____ Text

Runner Feature - Nicole Nation RunThrough Running Club LondonWho am I?

My name is Nicole, I’m 26 and I am Jamaican.

How I got started?

I am a postgraduate Public Health student at the University of Sheffield. In April of this year, I volunteered to be apart of the University’s fundraising team. I got a collection tin, and I went around telling everyone that I was going to do the half marathon, and I would love if they could support the cause. For my first half marathon, I did not do much training, I think it was naivety. I managed to complete the course, but I was more traumatised, if anything. The hills of Sheffield, the frigid conditions, it was a though half marathon.

The charity I’m supporting is The Sickle Cell Society.

More about Sickle Cell Disorder

Sickle cell is a disorder of the haemoglobin in the red blood cells. Haemoglobin is the substance in red blood cells that is responsible for the colour of the cell and for carrying oxygen around the body. People with sickle cell disorder are born with the condition, it is not contagious. It can only be inherited from both parents each having passed on the gene for sickle cell. The main symptoms of sickle cell disorder are anaemia and episodes of severe pain. The pain occurs when the cells change shape after oxygen has been released. The red blood cells then stick together, causing blockages in the small blood vessels. These painful episodes are referred to as Sickle Cell crisis. They are treated with strong painkillers such as morphine to control the pain. People with sickle cell are at risk of complications stroke, acute chest syndrome, blindness, bone damage and priapism (a persistent, painful erection of the penis). Over time people with sickle cell can experience damage to organs such as the liver, kidney, lungs, heart and spleen. Death can also result from complications of the disorder. Treatment of sickle cell mostly focuses on preventing and treating complications. The only possible cure for the disorder is bone marrow transplant but this is only possible for a limited number of affected individuals who have a suitable donor. A medicine called Hydroxyurea, can significantly reduce the number of painful crises.

The Sickle Cell Society believes that individuals with sickle cell disease have the right to quality care. Find out more about Sickle Cell Society and how you can support the charity HERE.

________
____ Data records

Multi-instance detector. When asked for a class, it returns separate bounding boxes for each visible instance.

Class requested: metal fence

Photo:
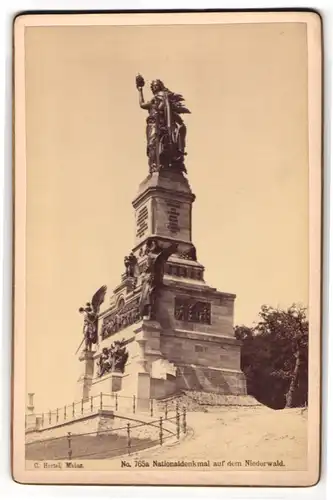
[26,405,187,460]
[25,392,184,431]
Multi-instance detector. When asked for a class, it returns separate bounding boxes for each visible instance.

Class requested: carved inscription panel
[174,297,211,325]
[136,205,149,238]
[166,200,181,234]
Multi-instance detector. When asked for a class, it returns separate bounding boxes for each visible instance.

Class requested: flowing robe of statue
[137,76,189,172]
[139,243,178,319]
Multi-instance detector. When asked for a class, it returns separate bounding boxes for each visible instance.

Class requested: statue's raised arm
[136,75,150,109]
[136,75,190,173]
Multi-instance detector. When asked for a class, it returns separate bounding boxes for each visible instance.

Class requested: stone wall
[158,286,234,337]
[176,365,246,395]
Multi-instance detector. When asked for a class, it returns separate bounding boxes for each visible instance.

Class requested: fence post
[160,417,163,446]
[67,432,72,460]
[176,406,180,439]
[127,423,131,455]
[183,406,186,434]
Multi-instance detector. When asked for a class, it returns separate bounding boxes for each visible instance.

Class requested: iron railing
[26,404,188,460]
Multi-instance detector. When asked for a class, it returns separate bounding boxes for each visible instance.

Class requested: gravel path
[126,406,307,470]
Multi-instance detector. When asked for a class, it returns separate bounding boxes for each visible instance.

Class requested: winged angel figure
[136,75,190,173]
[139,243,178,319]
[77,285,107,352]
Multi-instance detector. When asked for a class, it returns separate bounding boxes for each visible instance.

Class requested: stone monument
[76,75,246,407]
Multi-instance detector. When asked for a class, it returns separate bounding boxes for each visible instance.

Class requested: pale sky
[26,23,308,409]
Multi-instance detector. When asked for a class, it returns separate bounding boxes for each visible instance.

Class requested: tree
[235,304,309,408]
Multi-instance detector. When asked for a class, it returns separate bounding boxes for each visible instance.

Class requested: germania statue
[136,75,190,173]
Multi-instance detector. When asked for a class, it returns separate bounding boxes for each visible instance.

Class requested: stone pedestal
[75,169,246,410]
[78,351,95,401]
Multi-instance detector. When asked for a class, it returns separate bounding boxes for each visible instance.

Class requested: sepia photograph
[12,12,321,486]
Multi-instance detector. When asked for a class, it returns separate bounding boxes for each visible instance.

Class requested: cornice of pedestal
[132,171,195,208]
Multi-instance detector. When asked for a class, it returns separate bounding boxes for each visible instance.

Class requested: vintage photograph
[13,12,321,486]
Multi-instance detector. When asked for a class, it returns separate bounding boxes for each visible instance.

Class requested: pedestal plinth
[78,351,95,401]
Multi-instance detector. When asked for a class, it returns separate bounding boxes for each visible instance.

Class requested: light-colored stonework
[78,171,246,402]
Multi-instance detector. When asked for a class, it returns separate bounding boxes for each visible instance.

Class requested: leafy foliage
[235,304,309,409]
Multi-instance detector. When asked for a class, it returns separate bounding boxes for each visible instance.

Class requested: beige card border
[12,12,322,486]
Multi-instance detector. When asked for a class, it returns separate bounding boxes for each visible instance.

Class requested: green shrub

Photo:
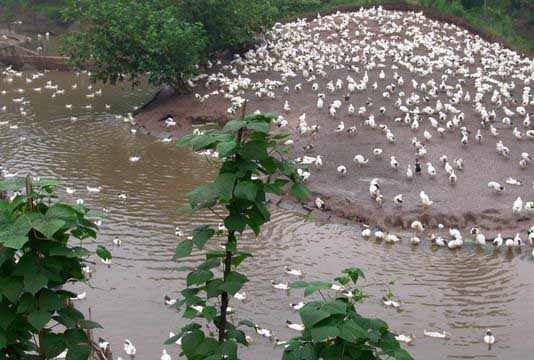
[0,178,111,360]
[63,0,206,89]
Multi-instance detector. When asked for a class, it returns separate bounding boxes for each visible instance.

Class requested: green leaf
[182,330,205,358]
[0,233,30,250]
[224,215,247,233]
[43,332,67,359]
[0,276,24,303]
[311,326,339,342]
[223,120,246,132]
[65,345,91,360]
[193,225,215,250]
[339,320,369,343]
[215,141,237,158]
[39,289,63,311]
[202,306,217,322]
[291,184,310,202]
[172,240,193,260]
[213,173,236,200]
[237,320,256,328]
[0,329,7,350]
[247,122,271,134]
[343,268,365,284]
[299,304,330,329]
[289,280,308,289]
[187,183,218,210]
[197,259,221,270]
[28,310,52,331]
[79,320,102,329]
[187,270,213,286]
[96,245,112,260]
[234,181,258,201]
[219,271,248,296]
[27,213,65,239]
[0,303,17,330]
[176,134,196,147]
[191,133,217,151]
[239,141,268,161]
[24,272,48,295]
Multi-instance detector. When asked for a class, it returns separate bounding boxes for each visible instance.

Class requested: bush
[63,0,206,89]
[181,0,277,53]
[0,178,111,359]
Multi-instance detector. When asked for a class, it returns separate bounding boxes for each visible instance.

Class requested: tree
[172,110,308,360]
[64,0,206,90]
[172,109,413,360]
[0,177,111,360]
[181,0,277,53]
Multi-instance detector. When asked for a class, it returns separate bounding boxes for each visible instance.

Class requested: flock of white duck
[0,8,534,360]
[185,8,534,256]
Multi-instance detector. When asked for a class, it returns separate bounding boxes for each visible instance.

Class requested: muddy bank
[136,7,534,236]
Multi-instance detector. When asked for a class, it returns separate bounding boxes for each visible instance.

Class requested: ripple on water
[0,73,534,360]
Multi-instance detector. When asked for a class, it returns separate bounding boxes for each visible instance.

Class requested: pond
[0,72,534,360]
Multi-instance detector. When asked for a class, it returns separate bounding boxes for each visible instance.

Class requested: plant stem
[218,230,236,343]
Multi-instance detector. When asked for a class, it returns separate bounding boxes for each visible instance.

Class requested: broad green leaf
[219,271,248,296]
[0,233,29,250]
[289,280,308,289]
[0,329,7,350]
[193,225,215,250]
[224,215,247,233]
[197,259,221,270]
[43,332,67,359]
[202,306,217,322]
[343,268,365,284]
[339,320,369,343]
[24,272,48,295]
[310,326,339,342]
[0,303,17,330]
[27,213,65,239]
[234,181,258,201]
[223,120,246,132]
[191,133,217,151]
[299,304,330,329]
[213,173,236,200]
[215,141,237,158]
[187,183,218,211]
[0,276,24,303]
[50,246,91,258]
[239,141,268,161]
[65,344,91,360]
[173,240,193,260]
[96,245,113,260]
[291,183,310,202]
[39,289,63,311]
[247,122,271,134]
[237,320,256,328]
[79,320,102,329]
[187,270,213,286]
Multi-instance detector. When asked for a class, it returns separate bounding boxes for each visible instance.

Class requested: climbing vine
[0,177,111,360]
[282,268,413,360]
[174,111,308,359]
[172,110,412,360]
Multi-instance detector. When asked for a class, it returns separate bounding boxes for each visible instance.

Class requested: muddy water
[0,73,534,360]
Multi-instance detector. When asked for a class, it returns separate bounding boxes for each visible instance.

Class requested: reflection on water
[0,69,534,359]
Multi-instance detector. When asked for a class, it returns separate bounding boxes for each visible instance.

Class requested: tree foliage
[64,0,206,89]
[0,179,111,359]
[174,114,412,360]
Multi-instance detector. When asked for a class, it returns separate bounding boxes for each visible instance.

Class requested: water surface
[0,72,534,360]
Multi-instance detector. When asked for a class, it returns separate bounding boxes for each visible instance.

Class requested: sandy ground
[136,7,534,237]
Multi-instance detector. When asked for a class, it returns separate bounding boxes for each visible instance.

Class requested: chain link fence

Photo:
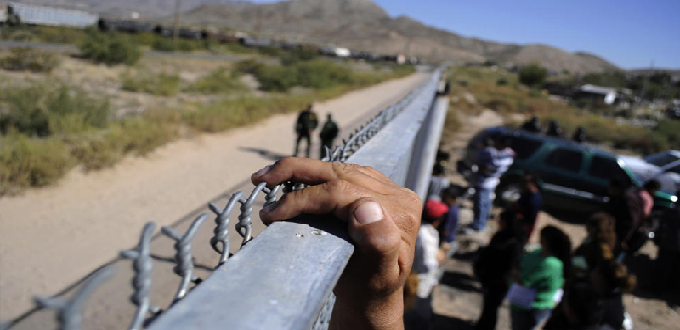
[0,69,448,330]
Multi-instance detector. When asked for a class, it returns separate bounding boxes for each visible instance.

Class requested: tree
[519,63,548,87]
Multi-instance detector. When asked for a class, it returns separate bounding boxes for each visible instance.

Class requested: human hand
[251,158,422,330]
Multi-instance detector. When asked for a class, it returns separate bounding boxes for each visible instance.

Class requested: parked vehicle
[4,3,99,28]
[457,127,678,212]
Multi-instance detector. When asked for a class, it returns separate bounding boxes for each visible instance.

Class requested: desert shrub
[519,64,548,87]
[255,65,298,92]
[121,70,181,96]
[0,48,60,73]
[235,59,265,74]
[280,49,319,65]
[151,37,200,52]
[183,96,313,132]
[0,82,110,137]
[80,31,142,65]
[0,132,73,195]
[71,116,178,170]
[485,100,515,113]
[187,67,248,94]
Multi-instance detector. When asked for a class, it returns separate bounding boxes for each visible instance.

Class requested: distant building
[574,84,617,104]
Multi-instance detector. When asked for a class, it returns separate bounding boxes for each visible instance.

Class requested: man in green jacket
[508,226,571,330]
[293,104,319,158]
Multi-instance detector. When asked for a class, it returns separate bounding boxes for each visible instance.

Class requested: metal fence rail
[6,70,448,330]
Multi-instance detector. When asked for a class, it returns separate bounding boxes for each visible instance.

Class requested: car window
[510,136,543,159]
[645,154,678,167]
[545,148,583,172]
[588,156,630,183]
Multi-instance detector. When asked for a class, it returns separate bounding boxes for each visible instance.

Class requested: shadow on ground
[439,271,482,293]
[239,147,290,161]
[430,314,472,330]
[626,253,680,307]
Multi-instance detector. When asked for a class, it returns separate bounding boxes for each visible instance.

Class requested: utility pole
[172,0,182,47]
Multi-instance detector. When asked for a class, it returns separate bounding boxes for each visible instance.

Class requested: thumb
[348,198,401,269]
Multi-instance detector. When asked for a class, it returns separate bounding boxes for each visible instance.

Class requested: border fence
[5,69,448,330]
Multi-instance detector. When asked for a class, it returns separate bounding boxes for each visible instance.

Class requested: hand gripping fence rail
[11,69,448,330]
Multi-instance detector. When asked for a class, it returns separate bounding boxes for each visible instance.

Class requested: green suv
[457,127,678,212]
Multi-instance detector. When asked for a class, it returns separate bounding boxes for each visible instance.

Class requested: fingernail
[253,165,274,176]
[354,202,383,225]
[262,201,279,213]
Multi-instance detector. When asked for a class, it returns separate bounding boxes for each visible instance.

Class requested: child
[439,186,461,260]
[404,200,449,329]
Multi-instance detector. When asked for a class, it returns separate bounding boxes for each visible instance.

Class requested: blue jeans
[510,309,552,330]
[472,188,493,231]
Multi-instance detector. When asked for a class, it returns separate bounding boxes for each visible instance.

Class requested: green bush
[183,96,313,133]
[280,49,319,65]
[0,82,110,137]
[0,132,74,196]
[187,67,248,94]
[519,64,548,87]
[151,37,200,52]
[80,31,142,65]
[235,58,265,74]
[121,70,181,96]
[0,48,60,73]
[255,65,298,92]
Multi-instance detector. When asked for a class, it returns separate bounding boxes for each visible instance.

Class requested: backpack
[319,121,338,141]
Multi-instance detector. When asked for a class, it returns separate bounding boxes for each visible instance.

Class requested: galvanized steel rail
[7,69,448,330]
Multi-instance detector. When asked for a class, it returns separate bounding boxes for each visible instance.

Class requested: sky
[257,0,680,69]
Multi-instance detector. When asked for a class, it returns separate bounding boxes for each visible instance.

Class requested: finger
[250,158,337,188]
[260,180,369,222]
[348,198,401,291]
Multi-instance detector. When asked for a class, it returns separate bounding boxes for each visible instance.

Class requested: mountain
[12,0,251,18]
[24,0,619,73]
[177,0,618,73]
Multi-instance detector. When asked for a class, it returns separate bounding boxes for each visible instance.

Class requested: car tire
[495,179,522,208]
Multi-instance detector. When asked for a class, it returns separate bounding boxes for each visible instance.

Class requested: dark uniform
[545,120,564,138]
[319,113,340,159]
[293,106,319,158]
[522,116,541,133]
[573,126,586,143]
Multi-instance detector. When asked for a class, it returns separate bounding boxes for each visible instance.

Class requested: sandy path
[0,73,428,320]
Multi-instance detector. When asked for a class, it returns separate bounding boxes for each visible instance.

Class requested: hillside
[17,0,618,73]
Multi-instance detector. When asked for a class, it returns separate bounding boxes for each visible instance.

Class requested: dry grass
[450,67,680,154]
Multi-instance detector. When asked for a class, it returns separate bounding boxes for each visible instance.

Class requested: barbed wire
[17,75,438,330]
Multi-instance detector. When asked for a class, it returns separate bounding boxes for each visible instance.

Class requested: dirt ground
[0,73,429,322]
[433,110,680,330]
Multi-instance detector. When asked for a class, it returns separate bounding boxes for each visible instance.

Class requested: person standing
[522,116,541,133]
[545,119,564,138]
[652,187,680,293]
[508,226,571,330]
[293,104,319,158]
[473,211,522,330]
[515,173,542,246]
[466,136,515,234]
[427,164,451,201]
[319,113,340,159]
[404,200,449,330]
[572,126,586,143]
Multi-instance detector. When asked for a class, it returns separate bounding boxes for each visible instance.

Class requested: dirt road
[0,73,428,320]
[433,110,680,330]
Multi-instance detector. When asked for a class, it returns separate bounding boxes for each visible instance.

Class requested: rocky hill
[17,0,618,73]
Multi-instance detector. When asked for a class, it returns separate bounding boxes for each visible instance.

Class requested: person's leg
[293,134,302,157]
[531,309,552,330]
[510,309,535,330]
[472,188,492,231]
[305,134,312,158]
[475,285,508,330]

________

▶ Assignment 1
In the runner feature, which charity is Nicole supporting?
▶ Assignment 2
Using the runner feature, explain what causes the episodes of severe pain in sickle cell disorder.
The records stand apart from the runner feature and are separate material.

▶ Problem solution 1
The Sickle Cell Society.

▶ Problem solution 2
The red blood cells change shape after releasing oxygen. They then stick together and block the small blood vessels, and these blockages cause the painful episodes known as Sickle Cell crisis.